Passage to read section start
IPR Puts Biotech in the Crosshairs
A forum to invalidate patents is now being used on biotech firms.
June 11, 2015 at 10:06 PM
7 minute read
Since they first became available in September 2012, inter partes review proceedings continue to gain popularity as a means of challenging the validity of patents. While IPRs have had the most impact on patents in the electrical and computer fields, their influence on biotechnology patents is on the rise. IPR petitions challenging biotech/pharma patents in fiscal 2015 have more than tripled from the same period last year. In fact, there have been more IPR petitions in fiscal 2015 for biotech/pharma patents (73 as of March 26) than the combined total from September 2012 through April 2014 (59 as of April 10, 2014).
This trend is particularly alarming given the importance of patents to the biotech industry and the frequency with which the Patent Trial and Appeal Board (PTAB) invalidates patents. In just the month of February 2015, 93 percent of the claims from all industries that reached a final decision were invalidated.
IPRs are being used to challenge the validity of important biotech inventions—spanning the gamut from life-saving medical therapies to gene sequencing technology. The petitioners challenging those patents predictably include defendants in patent litigation, but they aren't limited to that group.
Passage to read section end
Entries shown section start
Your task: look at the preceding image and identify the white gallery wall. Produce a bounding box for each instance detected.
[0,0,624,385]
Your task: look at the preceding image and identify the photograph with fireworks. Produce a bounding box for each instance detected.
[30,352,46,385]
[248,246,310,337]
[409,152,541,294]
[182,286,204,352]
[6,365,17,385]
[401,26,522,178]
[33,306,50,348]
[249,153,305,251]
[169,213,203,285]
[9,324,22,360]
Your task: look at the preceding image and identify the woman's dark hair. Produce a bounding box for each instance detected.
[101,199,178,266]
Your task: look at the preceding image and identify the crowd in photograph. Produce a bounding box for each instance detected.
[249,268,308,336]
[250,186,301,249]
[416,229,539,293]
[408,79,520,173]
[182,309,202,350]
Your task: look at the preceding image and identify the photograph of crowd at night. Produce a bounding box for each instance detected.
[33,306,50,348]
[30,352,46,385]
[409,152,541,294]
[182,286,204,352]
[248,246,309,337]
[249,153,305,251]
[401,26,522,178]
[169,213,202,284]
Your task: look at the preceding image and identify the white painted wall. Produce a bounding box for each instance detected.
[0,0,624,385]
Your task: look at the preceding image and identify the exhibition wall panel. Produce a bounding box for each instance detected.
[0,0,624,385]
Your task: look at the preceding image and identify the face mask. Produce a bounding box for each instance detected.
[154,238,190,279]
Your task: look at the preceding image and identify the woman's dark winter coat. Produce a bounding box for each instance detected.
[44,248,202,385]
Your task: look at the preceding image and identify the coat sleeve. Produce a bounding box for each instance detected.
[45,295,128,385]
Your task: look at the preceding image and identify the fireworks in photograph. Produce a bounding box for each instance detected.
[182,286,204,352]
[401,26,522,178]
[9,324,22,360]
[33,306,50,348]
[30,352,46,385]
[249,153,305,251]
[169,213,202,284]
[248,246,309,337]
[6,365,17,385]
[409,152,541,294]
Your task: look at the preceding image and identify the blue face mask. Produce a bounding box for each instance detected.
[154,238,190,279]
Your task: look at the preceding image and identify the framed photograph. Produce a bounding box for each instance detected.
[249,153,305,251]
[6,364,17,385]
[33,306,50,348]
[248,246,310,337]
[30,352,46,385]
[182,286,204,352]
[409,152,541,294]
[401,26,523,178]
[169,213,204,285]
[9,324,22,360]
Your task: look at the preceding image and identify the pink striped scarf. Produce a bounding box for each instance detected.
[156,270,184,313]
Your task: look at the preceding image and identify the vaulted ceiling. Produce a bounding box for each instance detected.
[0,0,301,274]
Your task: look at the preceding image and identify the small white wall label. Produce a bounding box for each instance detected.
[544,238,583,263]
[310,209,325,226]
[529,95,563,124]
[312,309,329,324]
Entries shown section end
What is expected —
Rewrite the paragraph beginning "Since they first became available" from the IPR article above as a short bulleted list that keeps its main facts.

Problem solution —
- Inter partes review (IPR) proceedings have been available since September 2012 and keep gaining popularity as a way to challenge patent validity.
- Their biggest impact has been on electrical and computer patents, but their influence on biotechnology patents is growing.
- IPR petitions against biotech/pharma patents in fiscal 2015 more than tripled from the same period the year before.
- Fiscal 2015 saw 73 such petitions as of March 26. That is more than the combined 59 from September 2012 through April 2014 (as of April 10, 2014).